Saved entries:
- Opening Delimiter -

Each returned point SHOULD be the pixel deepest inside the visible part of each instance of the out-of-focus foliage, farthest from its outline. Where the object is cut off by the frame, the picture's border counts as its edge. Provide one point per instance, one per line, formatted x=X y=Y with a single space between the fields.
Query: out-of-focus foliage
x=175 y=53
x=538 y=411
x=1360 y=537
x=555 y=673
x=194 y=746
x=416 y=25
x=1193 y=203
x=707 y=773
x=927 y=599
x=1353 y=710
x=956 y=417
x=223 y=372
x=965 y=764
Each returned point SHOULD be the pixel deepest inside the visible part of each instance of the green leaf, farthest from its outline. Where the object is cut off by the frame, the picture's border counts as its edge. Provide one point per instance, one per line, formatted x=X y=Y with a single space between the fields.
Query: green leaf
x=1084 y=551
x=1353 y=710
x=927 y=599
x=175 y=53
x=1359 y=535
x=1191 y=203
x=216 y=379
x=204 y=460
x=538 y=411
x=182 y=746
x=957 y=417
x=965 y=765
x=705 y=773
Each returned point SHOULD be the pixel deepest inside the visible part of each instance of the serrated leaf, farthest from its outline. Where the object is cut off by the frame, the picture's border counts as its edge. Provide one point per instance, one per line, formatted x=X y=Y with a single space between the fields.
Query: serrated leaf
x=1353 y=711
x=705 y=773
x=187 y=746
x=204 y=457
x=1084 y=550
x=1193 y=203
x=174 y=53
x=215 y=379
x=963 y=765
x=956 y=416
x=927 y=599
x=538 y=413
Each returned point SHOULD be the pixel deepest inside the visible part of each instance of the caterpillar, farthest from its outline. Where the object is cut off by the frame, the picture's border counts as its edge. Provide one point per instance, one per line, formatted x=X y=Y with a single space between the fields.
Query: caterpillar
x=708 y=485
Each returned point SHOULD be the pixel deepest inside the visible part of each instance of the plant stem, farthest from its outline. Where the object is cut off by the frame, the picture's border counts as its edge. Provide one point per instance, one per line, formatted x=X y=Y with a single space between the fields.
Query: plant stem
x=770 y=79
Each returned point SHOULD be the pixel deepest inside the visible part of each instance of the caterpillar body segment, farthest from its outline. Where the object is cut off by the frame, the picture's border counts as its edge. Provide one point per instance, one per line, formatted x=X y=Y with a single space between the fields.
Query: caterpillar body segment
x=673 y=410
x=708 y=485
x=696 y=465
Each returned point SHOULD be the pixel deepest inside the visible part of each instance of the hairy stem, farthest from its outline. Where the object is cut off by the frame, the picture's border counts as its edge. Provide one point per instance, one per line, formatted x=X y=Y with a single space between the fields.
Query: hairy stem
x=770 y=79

- Closing Delimiter -

#### [TRY IT]
Transcribe the records above exactly, keeping every line.

#### [SOLVED EXERCISE]
Each returned point SHOULD be the pixel deepest inside the visible part of each instance of the out-of-focus foliage, farthest from its outline. Where the object is cut off by the frame, the picture's border counts as its edge. Provide one point per instance, one per line, formatted x=X y=Y with a single space between the fields.
Query: out-of-focus foliage
x=175 y=53
x=538 y=411
x=1360 y=537
x=555 y=673
x=194 y=746
x=416 y=25
x=1193 y=203
x=707 y=773
x=927 y=599
x=1353 y=710
x=956 y=417
x=223 y=372
x=965 y=764
Each returned point SHOULD be the pixel deepest inside the visible part of each instance of the green leaf, farthest from its outline. Where the object is cut off by the frame, the picture's border counts as its edge. Provide one point per instance, one per line, formatted x=X y=Y with a single space between the fields.
Query: green leaf
x=1084 y=551
x=1353 y=710
x=927 y=599
x=175 y=53
x=1359 y=535
x=1191 y=203
x=216 y=379
x=204 y=460
x=538 y=411
x=182 y=746
x=957 y=417
x=965 y=765
x=705 y=773
Each returned point SHOULD be the pixel deepest inside the visible part of each instance of the serrated leaf, farthest from its outline. Where the object is cut off by the frame, the picture's border counts as its edge. Provide one point per instance, one per line, formatted x=X y=Y with a single space between the fields.
Query: serrated leaf
x=1353 y=711
x=705 y=773
x=187 y=746
x=204 y=457
x=1084 y=550
x=1193 y=203
x=174 y=53
x=215 y=379
x=963 y=765
x=956 y=416
x=927 y=599
x=538 y=413
Each returned point SHOULD be the pixel deepest inside the visible part of each instance of the caterpillar, farthest from its outline. Where the object is cut off by the frame, the picture's border counts as its edge. Provide one point per instance, one per line, formatted x=X y=Y with a single space between the fields.
Query: caterpillar
x=708 y=485
Each returned point SHOULD be the pixel deepest inside the visible part of each instance of the plant stem, farthest from its outline. Where the object is cut off by the frame, the picture's border counts as its edge. Provide one point per instance, one per line, formatted x=X y=Y with a single space between the fields.
Query: plant stem
x=770 y=79
Each returned point SHOULD be the pixel deepest inside the visible part of each instance of the caterpillar body segment, farthest from its outline. Where the object is cut off by the frame, the picture's border counts as its edge. Provide one point per instance, one per line, formatted x=X y=Y with a single space between the fields.
Query: caterpillar body segment
x=673 y=410
x=708 y=485
x=696 y=465
Each returned point SHOULD be the pixel deepest inside the visible part of each instance of the hairy stem, farthest from its outline. Where the object is cut off by the frame, the picture's border counts as its edge. Provide one point per instance, one per line, formatted x=X y=Y with a single space between the fields.
Query: hairy stem
x=770 y=79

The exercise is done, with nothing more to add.